What to work on:
a - Answer these from the adjacency matrix thread:
(i) In the reply listed under "Reputation: 2804", how many bytes does each line take up in the example format?
(ii) In the reply listed under "Reputation: 3859", about what value of n comes from solving n*(n-1)/2 = 1000000?
(iii) Which language does the reply listed under "Reputation: 46862" give as an example of lists that grow to any size?
b - Rewrite everything from "All of the code" down to "size came from." in the adjacency matrix thread, renaming "Graph" to "Network".

Passage provided:
Begin
Reputation: 54074
In case I decide to use the "adjacency matrix" representation to represent a graph, how would I know what the size of the matrix should be?
All of the code examples I have seen, assume that the size is given to the Graph
object to initialize the matrix, but it is not clear to me where did this size came from.
I mean the I assume that to build, a graph the data of the graph are loaded e.g. from a file, and the best approach would be to create the graph as you read the file (right so far?).
This is very easy using the alternative representation which is lists.
But in the case of matrix
we don't know the number of vertices until the file is actually loaded. I don't believe that we first read the file (which could contain millions of vertices) and then build the graph. It seems to me like double processing.
So what is the usual/best way?
Note: I am aware of benefits of using lists instead, but since most docs say that on dense graphs, using a matrix is acceptable (but not for sparse) I am trying to understand how a program using the matrix
representation is implemented properly.
Upvotes: 0
Views: 1595
Reputation: 46862
the usual/best way is given in the comments: you reallocate and copy. if you scale the size each time (eg double) the amortized (average) cost comes out as O(n), as far as i remember. this is how, for example, python has lists that grow to be any size you need. it's completely standard/common.
[i'm not really posting for points here; just frustrated that the answers in comments are what you need, but that you may not be paying attention to them or understanding them]
Upvotes: 1
Reputation: 2804
You can estimate the size well if the input format is under your control. In the example below, all of the values have a fixed length (6 chars) with 0 padding to the left. This means that each line will be 22 bytes in size. When you divide the size of the file by 22, you get the approximation of the matrix size. If the graph is complete, the file size is equal to nxn
, where n is the number of vertices.
Example:
000001 000020 000030
000800 000001 000040
etc...
The other solution is to double the size of the matrix each time the size is exceeded. The amortized computational cost will be small. On the other hand, memory could be a problem.
Upvotes: 1
Reputation: 3859
If you don't have a count of vertices to begin with I believe you can only init the matrix with a boilerplate number. Let's say the input file only contains lines of the form x y z
which means there's an edge from x
to y
with an (optional) cost z
. Notice that the number of lines in the input file is the edge count of the graph, assuming the file contains nothing else. Since you already assume it is a dense graph, also assume that it is a complete graph which has number of edges equal to n(n-1)/2
where n
is the number of vertices. With this information you can come up with a close enough approximation of the number of vertices. For example, if the edge count from the input file is 1000000
then solving the equation
n*(n-1)/2 = 1000000
we arrive at n
approximately equal to 1415
. Initializing the matrix to 1415*1415
array should cover you nicely.
Of course all of this is based on the fact that you have a fast enough way to read the number of lines in the input file.
Upvotes: 1
End
Recorded information:
Begin
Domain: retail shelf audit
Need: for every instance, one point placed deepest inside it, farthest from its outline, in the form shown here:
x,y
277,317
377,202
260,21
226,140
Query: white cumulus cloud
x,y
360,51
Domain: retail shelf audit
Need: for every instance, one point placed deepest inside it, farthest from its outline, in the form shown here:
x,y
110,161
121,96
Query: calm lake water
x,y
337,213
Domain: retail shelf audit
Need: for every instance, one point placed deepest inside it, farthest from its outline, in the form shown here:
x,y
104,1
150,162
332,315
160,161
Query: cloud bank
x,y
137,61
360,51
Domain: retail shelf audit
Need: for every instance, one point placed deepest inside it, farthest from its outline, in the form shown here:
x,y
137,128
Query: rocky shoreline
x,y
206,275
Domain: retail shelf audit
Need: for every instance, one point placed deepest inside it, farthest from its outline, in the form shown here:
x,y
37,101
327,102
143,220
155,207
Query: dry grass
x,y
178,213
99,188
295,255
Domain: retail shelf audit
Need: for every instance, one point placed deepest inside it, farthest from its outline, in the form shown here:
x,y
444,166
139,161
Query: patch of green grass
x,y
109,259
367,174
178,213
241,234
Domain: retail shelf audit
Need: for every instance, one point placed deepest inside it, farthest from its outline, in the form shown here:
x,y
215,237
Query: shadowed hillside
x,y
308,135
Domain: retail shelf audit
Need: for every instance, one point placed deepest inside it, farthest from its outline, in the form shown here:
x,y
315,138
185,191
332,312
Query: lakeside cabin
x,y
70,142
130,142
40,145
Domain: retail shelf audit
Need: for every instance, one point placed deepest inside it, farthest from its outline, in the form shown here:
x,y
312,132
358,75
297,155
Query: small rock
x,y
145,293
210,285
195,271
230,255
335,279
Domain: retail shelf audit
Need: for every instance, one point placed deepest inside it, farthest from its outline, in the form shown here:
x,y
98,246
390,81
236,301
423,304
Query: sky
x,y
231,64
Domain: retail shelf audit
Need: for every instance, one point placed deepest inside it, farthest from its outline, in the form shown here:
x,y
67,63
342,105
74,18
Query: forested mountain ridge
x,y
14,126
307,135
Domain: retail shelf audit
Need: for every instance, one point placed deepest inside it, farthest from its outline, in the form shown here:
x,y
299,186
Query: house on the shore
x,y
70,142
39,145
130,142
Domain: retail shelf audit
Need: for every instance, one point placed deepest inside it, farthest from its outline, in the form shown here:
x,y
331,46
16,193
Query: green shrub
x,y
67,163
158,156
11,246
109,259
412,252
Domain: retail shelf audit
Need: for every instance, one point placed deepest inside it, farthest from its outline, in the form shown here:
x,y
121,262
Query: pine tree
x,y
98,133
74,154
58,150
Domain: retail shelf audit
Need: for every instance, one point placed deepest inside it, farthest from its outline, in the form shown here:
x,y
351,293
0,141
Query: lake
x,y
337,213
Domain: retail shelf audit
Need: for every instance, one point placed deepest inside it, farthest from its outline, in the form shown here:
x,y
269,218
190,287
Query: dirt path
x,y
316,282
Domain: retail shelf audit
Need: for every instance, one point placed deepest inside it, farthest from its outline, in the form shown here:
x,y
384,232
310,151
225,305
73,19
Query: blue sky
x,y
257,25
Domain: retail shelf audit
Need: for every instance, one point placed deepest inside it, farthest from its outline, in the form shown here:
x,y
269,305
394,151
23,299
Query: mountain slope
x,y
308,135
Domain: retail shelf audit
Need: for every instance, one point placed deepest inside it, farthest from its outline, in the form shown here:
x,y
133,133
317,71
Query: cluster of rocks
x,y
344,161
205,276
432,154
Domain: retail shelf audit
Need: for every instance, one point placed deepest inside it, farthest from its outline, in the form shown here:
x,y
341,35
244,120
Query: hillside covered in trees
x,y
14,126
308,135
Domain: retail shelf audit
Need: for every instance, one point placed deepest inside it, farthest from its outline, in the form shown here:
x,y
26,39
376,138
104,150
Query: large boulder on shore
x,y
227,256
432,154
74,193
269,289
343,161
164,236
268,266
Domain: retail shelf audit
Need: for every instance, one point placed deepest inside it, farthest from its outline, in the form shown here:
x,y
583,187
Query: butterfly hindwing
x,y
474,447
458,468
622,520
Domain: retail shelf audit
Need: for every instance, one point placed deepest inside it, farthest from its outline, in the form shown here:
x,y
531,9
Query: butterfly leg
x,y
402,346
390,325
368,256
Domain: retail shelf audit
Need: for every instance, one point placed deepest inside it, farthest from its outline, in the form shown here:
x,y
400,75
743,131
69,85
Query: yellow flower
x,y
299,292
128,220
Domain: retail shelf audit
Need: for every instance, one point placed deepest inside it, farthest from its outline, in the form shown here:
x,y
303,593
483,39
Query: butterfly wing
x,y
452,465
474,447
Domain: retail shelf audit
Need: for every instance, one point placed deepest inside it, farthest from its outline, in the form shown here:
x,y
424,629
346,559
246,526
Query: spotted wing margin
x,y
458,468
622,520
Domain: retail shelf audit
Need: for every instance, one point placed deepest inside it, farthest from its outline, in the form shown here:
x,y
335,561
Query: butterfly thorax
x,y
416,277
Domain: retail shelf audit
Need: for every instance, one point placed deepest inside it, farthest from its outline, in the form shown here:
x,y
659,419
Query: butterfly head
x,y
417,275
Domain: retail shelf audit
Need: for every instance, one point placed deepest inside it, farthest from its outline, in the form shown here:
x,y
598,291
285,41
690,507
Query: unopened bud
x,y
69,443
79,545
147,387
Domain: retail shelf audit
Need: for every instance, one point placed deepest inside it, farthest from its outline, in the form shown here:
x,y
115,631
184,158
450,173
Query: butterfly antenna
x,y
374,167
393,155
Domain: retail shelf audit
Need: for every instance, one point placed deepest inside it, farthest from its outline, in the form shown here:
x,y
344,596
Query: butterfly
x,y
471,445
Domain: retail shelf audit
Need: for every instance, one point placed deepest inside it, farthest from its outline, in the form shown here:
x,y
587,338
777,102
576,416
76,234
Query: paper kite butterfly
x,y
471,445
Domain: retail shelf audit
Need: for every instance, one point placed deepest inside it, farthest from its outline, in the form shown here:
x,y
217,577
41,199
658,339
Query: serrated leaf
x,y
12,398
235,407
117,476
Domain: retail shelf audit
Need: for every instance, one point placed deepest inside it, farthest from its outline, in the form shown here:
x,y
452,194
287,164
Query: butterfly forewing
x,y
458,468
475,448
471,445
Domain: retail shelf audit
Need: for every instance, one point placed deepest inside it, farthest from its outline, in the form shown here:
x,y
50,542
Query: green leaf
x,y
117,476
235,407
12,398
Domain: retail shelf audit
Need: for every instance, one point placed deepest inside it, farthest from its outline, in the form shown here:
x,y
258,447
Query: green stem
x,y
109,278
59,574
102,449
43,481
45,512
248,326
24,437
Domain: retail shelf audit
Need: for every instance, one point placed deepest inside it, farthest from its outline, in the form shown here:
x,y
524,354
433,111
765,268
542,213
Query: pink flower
End
Expected results:
a -
(i) 22 bytes
(ii) Approximately 1415
(iii) Python

b -
All of the code examples I have seen, assume that the size is given to the Network
object to initialize the matrix, but it is not clear to me where did this size came from.